__Exercise__
Repeat exactly, and only, the lines from the one containing "the gray beard" through the end of the records.

__Stored data__

---+---

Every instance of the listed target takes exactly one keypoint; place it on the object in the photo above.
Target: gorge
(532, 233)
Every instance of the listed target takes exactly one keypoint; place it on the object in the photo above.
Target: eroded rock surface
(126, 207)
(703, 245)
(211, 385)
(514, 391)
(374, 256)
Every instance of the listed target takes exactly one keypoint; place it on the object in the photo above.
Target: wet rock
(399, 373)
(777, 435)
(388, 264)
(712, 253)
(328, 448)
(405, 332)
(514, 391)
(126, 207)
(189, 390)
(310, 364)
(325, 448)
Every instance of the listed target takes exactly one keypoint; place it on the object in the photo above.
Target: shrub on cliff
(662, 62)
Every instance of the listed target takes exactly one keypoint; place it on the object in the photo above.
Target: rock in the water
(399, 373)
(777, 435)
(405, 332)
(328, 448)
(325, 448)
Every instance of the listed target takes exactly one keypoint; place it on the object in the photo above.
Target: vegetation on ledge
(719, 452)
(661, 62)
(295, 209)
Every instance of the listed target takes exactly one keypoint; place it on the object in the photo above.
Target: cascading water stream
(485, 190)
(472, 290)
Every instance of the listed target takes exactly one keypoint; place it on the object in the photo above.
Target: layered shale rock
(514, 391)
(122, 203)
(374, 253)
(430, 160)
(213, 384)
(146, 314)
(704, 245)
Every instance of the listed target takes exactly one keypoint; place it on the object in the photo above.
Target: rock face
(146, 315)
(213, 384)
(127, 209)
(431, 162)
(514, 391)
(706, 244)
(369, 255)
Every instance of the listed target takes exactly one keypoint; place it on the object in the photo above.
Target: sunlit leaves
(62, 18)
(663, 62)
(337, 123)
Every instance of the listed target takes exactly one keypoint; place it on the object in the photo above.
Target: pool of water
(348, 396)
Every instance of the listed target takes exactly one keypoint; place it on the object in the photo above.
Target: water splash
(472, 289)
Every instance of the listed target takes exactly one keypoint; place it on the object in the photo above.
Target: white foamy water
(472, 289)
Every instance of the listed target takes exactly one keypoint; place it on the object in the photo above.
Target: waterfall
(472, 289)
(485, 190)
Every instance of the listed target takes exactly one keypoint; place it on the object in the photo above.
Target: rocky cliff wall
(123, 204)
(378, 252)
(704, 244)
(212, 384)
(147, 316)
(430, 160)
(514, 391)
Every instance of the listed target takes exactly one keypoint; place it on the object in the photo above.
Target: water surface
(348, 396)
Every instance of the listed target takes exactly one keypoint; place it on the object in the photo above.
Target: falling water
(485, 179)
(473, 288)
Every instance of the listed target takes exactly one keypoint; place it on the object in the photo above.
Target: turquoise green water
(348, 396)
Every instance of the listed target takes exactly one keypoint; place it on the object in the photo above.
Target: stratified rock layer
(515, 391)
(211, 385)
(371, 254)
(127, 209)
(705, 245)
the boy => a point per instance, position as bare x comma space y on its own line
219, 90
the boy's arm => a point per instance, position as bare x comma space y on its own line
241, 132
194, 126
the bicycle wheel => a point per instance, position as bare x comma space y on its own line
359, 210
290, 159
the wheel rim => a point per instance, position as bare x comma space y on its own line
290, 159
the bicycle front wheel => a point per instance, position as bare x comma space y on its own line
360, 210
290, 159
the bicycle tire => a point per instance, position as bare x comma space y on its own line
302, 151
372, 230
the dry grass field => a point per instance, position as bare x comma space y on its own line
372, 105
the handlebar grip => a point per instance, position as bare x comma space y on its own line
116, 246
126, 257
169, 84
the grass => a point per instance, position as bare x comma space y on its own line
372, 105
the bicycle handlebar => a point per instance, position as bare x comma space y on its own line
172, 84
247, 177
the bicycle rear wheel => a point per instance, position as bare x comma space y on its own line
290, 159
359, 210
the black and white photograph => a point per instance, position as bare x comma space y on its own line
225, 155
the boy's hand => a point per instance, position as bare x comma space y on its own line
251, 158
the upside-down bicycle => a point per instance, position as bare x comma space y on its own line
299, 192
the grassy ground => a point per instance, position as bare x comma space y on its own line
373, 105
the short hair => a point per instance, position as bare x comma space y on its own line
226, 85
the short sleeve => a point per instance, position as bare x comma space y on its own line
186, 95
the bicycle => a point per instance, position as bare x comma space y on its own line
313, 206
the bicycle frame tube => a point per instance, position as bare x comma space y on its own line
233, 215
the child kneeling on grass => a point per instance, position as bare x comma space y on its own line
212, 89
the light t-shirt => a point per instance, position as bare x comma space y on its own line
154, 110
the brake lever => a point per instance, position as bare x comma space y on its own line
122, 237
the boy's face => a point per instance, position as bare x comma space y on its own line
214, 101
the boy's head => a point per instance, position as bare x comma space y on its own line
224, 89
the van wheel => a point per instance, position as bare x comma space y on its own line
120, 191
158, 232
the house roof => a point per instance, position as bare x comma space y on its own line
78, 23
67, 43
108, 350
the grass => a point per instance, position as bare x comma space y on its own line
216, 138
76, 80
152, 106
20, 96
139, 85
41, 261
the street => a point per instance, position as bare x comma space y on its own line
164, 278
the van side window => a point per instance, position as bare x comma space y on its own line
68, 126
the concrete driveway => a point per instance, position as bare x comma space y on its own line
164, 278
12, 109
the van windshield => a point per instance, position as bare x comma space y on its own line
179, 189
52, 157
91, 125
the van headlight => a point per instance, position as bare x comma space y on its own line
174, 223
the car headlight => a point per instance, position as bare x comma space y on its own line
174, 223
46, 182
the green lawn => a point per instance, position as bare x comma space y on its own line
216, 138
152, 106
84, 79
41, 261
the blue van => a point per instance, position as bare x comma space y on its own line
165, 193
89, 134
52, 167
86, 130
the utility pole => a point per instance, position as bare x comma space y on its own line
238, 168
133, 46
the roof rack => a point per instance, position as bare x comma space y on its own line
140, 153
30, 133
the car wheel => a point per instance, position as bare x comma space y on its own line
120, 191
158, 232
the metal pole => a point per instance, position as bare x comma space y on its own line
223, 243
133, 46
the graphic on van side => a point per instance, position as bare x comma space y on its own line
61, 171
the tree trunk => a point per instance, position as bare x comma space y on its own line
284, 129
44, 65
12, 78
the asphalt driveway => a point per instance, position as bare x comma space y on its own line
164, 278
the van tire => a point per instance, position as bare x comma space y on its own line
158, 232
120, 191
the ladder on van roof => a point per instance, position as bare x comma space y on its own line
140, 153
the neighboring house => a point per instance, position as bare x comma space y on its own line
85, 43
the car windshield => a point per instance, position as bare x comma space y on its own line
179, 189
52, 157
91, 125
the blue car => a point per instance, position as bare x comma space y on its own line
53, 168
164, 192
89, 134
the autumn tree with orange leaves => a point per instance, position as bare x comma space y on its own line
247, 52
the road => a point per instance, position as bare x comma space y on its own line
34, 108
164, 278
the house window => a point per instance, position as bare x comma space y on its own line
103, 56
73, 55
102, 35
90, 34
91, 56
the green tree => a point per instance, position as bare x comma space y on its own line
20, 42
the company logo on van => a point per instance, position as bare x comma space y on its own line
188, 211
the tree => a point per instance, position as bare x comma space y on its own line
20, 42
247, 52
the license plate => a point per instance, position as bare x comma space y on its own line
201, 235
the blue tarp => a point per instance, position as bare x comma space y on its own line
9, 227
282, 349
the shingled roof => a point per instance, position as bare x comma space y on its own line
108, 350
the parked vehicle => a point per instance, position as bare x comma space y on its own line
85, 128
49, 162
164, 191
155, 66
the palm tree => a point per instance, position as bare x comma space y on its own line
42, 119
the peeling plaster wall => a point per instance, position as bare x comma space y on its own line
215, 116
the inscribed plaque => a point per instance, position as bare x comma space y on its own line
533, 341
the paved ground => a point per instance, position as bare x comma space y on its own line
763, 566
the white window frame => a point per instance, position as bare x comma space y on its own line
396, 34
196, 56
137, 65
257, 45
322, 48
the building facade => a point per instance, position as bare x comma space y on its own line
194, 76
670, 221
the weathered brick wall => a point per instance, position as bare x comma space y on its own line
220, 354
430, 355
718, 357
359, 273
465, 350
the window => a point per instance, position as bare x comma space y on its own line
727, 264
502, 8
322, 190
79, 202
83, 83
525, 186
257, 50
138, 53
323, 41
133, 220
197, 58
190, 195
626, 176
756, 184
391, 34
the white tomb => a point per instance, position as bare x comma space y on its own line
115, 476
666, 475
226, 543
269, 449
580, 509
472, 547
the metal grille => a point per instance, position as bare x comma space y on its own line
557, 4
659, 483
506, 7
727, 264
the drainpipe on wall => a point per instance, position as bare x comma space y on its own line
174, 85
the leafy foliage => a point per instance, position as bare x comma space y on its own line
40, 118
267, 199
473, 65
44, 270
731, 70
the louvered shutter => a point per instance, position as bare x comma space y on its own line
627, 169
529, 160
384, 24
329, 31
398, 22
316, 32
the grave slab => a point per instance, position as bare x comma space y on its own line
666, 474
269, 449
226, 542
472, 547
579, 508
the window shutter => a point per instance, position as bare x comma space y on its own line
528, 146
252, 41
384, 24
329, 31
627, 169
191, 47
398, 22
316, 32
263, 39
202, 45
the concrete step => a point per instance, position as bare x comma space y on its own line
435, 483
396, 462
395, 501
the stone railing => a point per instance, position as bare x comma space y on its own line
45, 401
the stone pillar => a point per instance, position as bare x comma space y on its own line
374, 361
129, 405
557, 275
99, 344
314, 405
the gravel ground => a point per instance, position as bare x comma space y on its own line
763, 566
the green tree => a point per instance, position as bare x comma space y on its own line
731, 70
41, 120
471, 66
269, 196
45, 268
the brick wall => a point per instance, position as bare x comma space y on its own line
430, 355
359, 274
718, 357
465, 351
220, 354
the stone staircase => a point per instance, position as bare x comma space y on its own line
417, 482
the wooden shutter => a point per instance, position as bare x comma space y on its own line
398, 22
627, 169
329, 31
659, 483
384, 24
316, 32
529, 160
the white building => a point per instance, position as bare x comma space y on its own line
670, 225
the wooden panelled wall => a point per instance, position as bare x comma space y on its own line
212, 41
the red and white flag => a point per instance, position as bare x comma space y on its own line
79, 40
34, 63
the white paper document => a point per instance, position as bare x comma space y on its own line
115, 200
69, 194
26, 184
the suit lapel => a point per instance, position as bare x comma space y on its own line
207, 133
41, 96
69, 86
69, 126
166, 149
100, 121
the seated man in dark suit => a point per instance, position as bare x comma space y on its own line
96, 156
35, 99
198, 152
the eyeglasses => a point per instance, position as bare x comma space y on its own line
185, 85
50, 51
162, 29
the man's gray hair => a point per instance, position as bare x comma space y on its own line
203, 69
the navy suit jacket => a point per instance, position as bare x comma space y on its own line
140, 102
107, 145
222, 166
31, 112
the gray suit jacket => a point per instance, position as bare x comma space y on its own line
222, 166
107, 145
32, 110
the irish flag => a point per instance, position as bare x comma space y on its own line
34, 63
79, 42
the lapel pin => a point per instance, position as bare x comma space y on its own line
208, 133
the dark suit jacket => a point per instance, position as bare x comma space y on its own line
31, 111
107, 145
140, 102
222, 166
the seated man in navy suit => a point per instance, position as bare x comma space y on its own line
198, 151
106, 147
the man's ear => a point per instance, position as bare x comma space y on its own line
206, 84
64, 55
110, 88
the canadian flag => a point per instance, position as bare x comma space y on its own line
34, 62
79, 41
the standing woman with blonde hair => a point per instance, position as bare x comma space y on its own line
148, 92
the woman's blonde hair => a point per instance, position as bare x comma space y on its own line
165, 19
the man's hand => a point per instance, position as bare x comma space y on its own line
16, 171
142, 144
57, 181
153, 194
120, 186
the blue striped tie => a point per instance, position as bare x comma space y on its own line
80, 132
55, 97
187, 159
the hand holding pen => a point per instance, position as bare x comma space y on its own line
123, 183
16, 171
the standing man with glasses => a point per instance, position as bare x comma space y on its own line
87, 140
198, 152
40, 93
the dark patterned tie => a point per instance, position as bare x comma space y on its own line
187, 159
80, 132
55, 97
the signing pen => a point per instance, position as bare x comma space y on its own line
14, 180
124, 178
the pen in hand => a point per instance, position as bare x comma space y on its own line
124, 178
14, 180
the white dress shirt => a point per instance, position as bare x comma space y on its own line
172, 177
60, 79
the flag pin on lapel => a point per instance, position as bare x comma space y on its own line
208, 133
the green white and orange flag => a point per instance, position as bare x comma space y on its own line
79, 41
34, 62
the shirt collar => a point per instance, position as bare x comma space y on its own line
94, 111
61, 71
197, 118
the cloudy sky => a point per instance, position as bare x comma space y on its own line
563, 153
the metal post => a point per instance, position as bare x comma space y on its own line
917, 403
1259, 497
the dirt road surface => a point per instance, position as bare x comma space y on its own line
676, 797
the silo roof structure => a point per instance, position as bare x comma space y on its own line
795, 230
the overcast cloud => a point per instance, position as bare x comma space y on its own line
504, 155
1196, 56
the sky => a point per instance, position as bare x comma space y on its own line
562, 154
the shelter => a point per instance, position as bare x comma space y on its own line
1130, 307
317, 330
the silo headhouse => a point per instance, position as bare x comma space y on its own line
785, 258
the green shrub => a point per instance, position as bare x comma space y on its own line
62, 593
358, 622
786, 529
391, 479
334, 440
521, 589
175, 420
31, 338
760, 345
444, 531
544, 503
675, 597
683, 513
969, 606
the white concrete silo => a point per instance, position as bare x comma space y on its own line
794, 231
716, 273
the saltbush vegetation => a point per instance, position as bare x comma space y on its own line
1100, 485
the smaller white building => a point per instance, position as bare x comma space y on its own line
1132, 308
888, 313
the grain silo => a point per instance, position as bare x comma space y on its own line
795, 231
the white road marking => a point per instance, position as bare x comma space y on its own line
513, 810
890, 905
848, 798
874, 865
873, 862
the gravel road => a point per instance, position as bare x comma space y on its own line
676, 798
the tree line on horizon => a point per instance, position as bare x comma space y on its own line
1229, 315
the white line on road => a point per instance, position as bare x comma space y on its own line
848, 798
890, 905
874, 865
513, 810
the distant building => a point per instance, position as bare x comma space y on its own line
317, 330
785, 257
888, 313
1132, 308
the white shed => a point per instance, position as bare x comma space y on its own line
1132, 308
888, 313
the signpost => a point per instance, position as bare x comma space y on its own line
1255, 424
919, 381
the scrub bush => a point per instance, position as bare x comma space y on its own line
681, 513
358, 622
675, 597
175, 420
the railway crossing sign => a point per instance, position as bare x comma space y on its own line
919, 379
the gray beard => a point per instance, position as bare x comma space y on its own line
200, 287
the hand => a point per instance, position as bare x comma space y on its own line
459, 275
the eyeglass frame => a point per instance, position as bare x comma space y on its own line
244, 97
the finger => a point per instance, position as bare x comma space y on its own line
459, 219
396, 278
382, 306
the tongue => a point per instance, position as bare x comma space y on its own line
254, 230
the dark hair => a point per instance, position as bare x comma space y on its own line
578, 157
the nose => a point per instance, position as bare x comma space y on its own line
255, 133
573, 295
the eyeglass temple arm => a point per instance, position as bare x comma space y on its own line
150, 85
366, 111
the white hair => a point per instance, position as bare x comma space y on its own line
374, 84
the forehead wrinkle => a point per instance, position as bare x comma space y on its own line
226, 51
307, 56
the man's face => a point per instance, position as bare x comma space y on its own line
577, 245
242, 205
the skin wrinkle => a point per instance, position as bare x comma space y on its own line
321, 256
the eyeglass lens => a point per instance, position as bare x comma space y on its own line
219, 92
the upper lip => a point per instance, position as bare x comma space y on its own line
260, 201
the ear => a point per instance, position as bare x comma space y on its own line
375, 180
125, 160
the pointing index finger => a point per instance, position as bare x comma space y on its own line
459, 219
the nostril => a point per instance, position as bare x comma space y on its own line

---+---

__Completed exercise__
the gray beard => a point per instance, position as bare x comma space y on its own line
200, 287
the hand => a point per instance, position as bare x comma space y on its own line
459, 275
the eyeglass frame => a point per instance, position as bare x comma space y on its own line
244, 97
the finger => a point per instance, position as bare x comma space y on its own line
459, 219
396, 278
382, 306
the tongue => a point per instance, position as bare x comma space y on its own line
254, 230
the dark hair => a point per instance, position as bare x comma space y on its own line
578, 157
the nose => a point per instance, position as bare x comma space y on its own line
255, 133
573, 295
the eyeglass temple arm => a point per instance, position as bare x comma space y on its own line
150, 85
366, 111
the white hair => a point per instance, position as bare x comma space y on its own line
374, 84
the forehead wrinkle => a point per instance, position as bare x comma space y on its own line
226, 51
307, 56
the man's face => a point per instance, position as bare x comma space y on its own line
577, 245
242, 205
the skin wrinkle => a point per instance, position as bare x comma space y on its own line
321, 256
the eyeglass lens => a point per instance, position as bare x comma space y on its own line
219, 92
the upper lip => a point per instance, position as bare x comma space y on its own line
260, 201
the ear => a point per instance, position as bare x comma space y on its own line
375, 180
125, 160
the pointing index finger => a point per instance, position as bare x comma space y on its own line
459, 219
the nostril => a point per instance, position as bare x comma space y on its own line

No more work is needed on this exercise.